Reproduce verbatim the lines of the items below, starting with the line containing "Annotate the yellow fabric seat" and ending with the line containing "<point>36,296</point>", both included.
^^^^
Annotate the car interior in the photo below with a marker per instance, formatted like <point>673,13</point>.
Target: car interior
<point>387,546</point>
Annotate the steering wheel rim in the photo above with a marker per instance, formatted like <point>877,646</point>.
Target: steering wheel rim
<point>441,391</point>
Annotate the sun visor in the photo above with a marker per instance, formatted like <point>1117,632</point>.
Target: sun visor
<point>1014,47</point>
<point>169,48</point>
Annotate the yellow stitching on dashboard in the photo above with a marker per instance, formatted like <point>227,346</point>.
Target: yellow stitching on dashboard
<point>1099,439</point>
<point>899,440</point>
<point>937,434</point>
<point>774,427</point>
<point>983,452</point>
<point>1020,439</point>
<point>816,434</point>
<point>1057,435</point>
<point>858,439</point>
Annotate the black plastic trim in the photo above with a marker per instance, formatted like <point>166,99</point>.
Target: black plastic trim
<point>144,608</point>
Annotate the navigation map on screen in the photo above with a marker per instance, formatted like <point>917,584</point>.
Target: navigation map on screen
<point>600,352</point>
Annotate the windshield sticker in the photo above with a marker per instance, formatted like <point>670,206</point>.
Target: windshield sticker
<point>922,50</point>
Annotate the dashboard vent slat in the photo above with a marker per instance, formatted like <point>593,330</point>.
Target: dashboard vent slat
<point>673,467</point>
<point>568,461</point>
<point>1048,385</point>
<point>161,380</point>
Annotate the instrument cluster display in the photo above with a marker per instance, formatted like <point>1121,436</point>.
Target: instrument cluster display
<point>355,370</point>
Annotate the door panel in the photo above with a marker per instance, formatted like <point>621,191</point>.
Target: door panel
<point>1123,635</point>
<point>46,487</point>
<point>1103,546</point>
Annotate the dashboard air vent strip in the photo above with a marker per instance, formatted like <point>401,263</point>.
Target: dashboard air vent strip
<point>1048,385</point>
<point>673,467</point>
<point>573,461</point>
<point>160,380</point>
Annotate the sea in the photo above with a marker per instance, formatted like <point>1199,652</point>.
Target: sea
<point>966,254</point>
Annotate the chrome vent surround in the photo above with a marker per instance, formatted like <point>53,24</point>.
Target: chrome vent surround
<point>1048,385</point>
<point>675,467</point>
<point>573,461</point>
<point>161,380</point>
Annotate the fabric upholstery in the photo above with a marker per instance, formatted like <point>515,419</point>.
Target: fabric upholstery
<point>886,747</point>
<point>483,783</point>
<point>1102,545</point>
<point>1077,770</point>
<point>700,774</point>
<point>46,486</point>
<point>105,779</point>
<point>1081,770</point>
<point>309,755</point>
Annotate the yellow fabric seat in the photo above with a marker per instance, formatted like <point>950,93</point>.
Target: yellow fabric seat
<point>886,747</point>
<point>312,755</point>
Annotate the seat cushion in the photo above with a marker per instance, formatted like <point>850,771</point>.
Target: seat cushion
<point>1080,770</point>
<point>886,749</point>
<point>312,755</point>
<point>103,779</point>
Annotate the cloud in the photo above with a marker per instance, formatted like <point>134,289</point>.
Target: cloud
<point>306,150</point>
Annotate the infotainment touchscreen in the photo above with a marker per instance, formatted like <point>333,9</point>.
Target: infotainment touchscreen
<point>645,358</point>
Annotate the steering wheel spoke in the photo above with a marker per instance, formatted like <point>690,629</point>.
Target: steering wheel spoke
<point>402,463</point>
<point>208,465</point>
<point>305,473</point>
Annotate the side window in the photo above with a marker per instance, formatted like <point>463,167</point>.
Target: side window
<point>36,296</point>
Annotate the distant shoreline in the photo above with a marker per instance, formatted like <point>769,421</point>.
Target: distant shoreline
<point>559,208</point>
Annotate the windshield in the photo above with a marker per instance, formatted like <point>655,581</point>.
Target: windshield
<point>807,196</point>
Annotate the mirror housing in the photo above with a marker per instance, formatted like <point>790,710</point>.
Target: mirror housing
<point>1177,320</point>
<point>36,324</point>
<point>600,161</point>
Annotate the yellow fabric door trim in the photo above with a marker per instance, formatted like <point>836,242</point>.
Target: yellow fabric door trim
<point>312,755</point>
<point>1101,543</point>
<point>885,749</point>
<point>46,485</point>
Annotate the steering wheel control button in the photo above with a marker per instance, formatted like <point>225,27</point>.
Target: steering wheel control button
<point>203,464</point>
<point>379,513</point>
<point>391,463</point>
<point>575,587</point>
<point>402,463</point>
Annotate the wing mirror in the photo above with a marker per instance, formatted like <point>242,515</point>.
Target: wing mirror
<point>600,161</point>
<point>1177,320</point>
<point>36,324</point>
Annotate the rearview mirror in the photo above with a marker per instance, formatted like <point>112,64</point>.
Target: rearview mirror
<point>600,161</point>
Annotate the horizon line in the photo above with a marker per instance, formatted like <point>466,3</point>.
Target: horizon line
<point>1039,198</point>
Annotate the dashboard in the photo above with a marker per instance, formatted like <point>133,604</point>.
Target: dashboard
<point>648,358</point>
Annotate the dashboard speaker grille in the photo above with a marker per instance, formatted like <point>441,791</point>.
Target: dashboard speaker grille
^^^^
§ **Answer below**
Annotate the yellow fabric seat in the photo above with a marker per instance, formatted like <point>950,93</point>.
Target: yellow fabric seat
<point>886,747</point>
<point>312,755</point>
Annotate the seat cushion in the photo above with a marker per instance, formatted like <point>850,771</point>.
Target: seat cushion
<point>1080,770</point>
<point>886,749</point>
<point>312,755</point>
<point>103,779</point>
Annotate the cloud in the photo above with a marker per instance, formatted like <point>134,289</point>.
Target: cloud
<point>306,150</point>
Annotate the infotainment touchscreen in the photo above with a marker per instance, formatted like <point>333,9</point>.
Target: infotainment touchscreen
<point>645,358</point>
Annotate the steering wheel spoke in the photo above with a marker per instance, formatted like <point>690,629</point>.
Target: steering wheel spoke
<point>402,463</point>
<point>208,465</point>
<point>305,473</point>
Annotate the side window in the photo above with a marker per instance, formatted like <point>463,167</point>.
Target: side window
<point>36,296</point>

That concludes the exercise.